#### [Aim of the task]
Update the items below by replacing "tyre" with "tire" and changing nothing else. Reproduce them in full, leaving out the pictures.

=======

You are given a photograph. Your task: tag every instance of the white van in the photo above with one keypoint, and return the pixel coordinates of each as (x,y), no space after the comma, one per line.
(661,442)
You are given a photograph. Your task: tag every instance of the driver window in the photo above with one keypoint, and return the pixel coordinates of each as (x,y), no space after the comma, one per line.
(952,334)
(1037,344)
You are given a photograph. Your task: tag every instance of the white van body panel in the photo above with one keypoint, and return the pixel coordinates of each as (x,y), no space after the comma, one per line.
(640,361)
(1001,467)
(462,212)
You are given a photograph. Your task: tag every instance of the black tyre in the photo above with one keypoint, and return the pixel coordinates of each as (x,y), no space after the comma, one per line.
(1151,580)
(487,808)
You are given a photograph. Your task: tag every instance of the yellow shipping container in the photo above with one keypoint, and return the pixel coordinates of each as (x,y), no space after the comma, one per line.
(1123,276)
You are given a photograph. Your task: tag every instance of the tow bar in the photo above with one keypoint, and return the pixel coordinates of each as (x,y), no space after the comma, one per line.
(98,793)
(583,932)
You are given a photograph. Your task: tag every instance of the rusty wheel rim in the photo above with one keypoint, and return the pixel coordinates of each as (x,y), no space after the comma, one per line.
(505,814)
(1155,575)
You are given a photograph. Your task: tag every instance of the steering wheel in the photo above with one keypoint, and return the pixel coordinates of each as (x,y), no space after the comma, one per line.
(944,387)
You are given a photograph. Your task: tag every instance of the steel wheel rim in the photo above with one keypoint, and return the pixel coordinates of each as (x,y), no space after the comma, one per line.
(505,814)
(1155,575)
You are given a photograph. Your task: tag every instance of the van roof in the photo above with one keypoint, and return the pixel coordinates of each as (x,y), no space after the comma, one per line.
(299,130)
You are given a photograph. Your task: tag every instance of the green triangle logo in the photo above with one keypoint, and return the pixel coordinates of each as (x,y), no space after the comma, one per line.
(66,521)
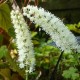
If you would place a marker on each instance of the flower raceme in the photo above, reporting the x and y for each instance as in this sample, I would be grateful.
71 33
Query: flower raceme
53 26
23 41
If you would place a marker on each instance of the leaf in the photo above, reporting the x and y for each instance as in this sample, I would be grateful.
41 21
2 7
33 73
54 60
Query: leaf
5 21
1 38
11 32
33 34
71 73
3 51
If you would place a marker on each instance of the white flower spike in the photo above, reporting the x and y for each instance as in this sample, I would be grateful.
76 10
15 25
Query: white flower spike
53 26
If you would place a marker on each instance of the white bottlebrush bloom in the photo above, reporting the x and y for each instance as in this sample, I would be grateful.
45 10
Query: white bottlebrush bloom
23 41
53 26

=======

#### [Final result]
You are given a photograph. Your task: tag every instance of the white van in the photo above with one keypoint, and return the pixel coordinates of each as (x,y), no space after the comma, one per line.
(661,442)
You are given a photograph. Your task: tag every instance of the driver window in the photo above with one keypoint, and return the pixel coordinates of each as (x,y), no space after the comma, one per line.
(952,334)
(1037,344)
You are given a photograph. Your task: tag every instance of the white van body panel in the photo above with one keypoint, and return the pixel coordinates of each as (x,y), no space after the comma, one per line.
(640,361)
(1001,467)
(462,212)
You are given a photograph. Your task: tag every instance of the black tire in the photo above with one keypoint, and return the pixel coordinates of each as (x,y), no space after the comma, one per line.
(1151,580)
(487,808)
You are given a photograph. Your task: tag every instance of the yellow shipping container in the photo above with one keypoint, and return the pixel coordinates of each as (x,y), no space after the comma, one per line.
(1123,276)
You are given a photograph. Your task: tag every instance of the tow bar in the photo above with one keypoint, and return the pixel coordinates of each as (x,y), no space after the comma, one per line.
(98,793)
(583,932)
You are given a photograph. Your task: tag every instance of the rusty wheel rim in the photo above with one keypoint, and return the pixel coordinates of each as (x,y), no space after the comma, one per line.
(505,814)
(1155,575)
You are given a photograph. Your task: tag every instance of the steering wheel in the photo above with one keypoint, and return the pixel coordinates of each as (x,y), no space after the comma, one per line.
(944,387)
You are given a photograph. Your task: tag every instance of the steel wheel rim in the photo above with one keypoint, and return the pixel coordinates of each as (x,y), no space after the comma, one per line.
(505,814)
(1155,575)
You are given a photograph. Your task: tag every instance of the van roof in the photo above with one keypoint, and return the pixel coordinates of each as (x,y), no space after the comma, one per line.
(299,130)
You are given a photograph. Your task: tag every instance of the green triangle logo in the photo above with one keypoint, and return the pixel coordinates of each as (x,y), no space after the comma, one per line.
(66,521)
If you would place a marker on each instance of the flower raceme in the photo above, reporting the x and y for each instance as in this sample, I would be grateful.
71 33
Query: flower raceme
53 26
23 41
If you would place a marker on each instance of the leaf in the photo above, reporting the x and y for each instance as in this sample, I would be grateful.
41 21
2 7
33 73
54 60
Query: leaf
5 21
1 38
11 32
33 34
71 73
3 51
If you would place a marker on each instance of the white flower spike in the photo above, reporting the x and y for each instance as in this sample, I would be grateful.
76 10
15 25
Query: white flower spike
53 26
If you would place a marker on each instance of the white bottlebrush bloom in the photo above, reporting the x and y for each instance as in this sample, I would be grateful.
45 10
Query: white bottlebrush bloom
23 41
53 26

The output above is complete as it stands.